## [REQUIRED WORK]
Reproduce all of the data exactly, with no line skipped.
--- START ---
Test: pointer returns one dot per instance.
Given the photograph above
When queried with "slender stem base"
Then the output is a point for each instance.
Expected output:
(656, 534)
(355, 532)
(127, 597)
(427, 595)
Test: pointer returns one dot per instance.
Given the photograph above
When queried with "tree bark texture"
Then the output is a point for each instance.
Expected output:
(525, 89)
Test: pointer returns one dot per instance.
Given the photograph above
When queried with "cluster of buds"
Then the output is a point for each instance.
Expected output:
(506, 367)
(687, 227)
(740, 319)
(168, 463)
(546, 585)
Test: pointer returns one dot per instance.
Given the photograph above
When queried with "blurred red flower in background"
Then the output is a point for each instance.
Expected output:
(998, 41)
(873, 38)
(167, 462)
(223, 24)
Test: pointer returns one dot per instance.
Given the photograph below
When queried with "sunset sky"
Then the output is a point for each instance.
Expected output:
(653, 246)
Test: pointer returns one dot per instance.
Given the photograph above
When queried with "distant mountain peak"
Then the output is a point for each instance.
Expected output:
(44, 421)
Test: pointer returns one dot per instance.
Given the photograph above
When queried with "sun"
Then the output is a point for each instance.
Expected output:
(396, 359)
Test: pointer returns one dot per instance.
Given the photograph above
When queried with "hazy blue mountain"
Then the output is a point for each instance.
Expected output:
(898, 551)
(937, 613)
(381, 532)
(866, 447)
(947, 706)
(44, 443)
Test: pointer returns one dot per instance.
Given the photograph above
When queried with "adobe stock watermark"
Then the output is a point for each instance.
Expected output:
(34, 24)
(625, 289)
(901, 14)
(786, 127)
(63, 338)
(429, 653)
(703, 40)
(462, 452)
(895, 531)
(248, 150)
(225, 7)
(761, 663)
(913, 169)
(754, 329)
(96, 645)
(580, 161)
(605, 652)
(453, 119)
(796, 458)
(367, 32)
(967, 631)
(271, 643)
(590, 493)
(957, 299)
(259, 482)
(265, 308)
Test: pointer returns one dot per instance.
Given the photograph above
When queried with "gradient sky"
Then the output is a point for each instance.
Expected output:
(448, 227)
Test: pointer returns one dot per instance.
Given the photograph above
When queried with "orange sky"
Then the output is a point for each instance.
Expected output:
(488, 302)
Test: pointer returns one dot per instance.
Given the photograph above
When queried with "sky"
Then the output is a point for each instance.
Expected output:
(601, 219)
--- END ---
## [TASK RESULT]
Test: pointer returns one dot per instance.
Given the photograph above
When queried with "slender stem base"
Then the output is a point for each instance.
Expected output:
(656, 534)
(355, 532)
(127, 597)
(427, 595)
Test: pointer returns one dot per instance.
Given the photograph above
When queried with "tree bark texture"
Then the output is a point for each instance.
Expected output:
(525, 89)
Test: pointer returns one dot per instance.
Given the photograph above
When queried with "cluster of buds"
Then the output is a point for each instance.
Expected output:
(506, 367)
(687, 227)
(740, 319)
(168, 463)
(546, 585)
Test: pointer returns one dot per instance.
Given the photograph above
When queried with "blurred red flower in background"
Then the output is a point for each instance.
Expected output:
(998, 41)
(873, 38)
(167, 462)
(223, 24)
Test: pointer returns one dot per instance.
Given the photograph below
When queried with "sunset sky"
Then the output is a point for each instance.
Expected output:
(653, 246)
Test: pointer returns one dot per instance.
Given the photograph above
When queried with "distant mountain peak"
Then the output is a point for each instance.
Expected output:
(44, 421)
Test: pointer returns one dot per instance.
Given the photograph above
When queried with "sun"
Then the output is a point for each instance.
Expected output:
(396, 359)
Test: pointer returns one dot per instance.
Given the photograph above
When queried with "hazy blue mountain"
Then the output is a point for each instance.
Expected output:
(898, 551)
(937, 613)
(381, 532)
(866, 447)
(947, 706)
(44, 443)
Test: pointer returns one dot per instance.
Given the photograph above
When queried with "adobe stock watermark"
Then the output is a point for each instance.
Expected output:
(34, 24)
(625, 289)
(901, 14)
(786, 127)
(63, 338)
(429, 653)
(703, 40)
(462, 452)
(895, 531)
(248, 150)
(225, 7)
(761, 663)
(913, 169)
(754, 329)
(96, 645)
(580, 161)
(605, 652)
(453, 119)
(796, 458)
(367, 32)
(967, 631)
(271, 643)
(590, 493)
(957, 299)
(259, 482)
(265, 308)
Test: pointer returns one dot per instance.
Given the photograph above
When queried with "gradient sky"
Then the output is a point for each instance.
Expected output:
(448, 227)
Test: pointer returns one dot per instance.
Given the photograph above
When queried with "orange sky"
Then the output is a point for each instance.
Expected output:
(488, 302)
Test: pointer returns one dot per instance.
Given the photograph above
When queried with "sky"
Then the output is a point for each instance.
Expected output:
(601, 219)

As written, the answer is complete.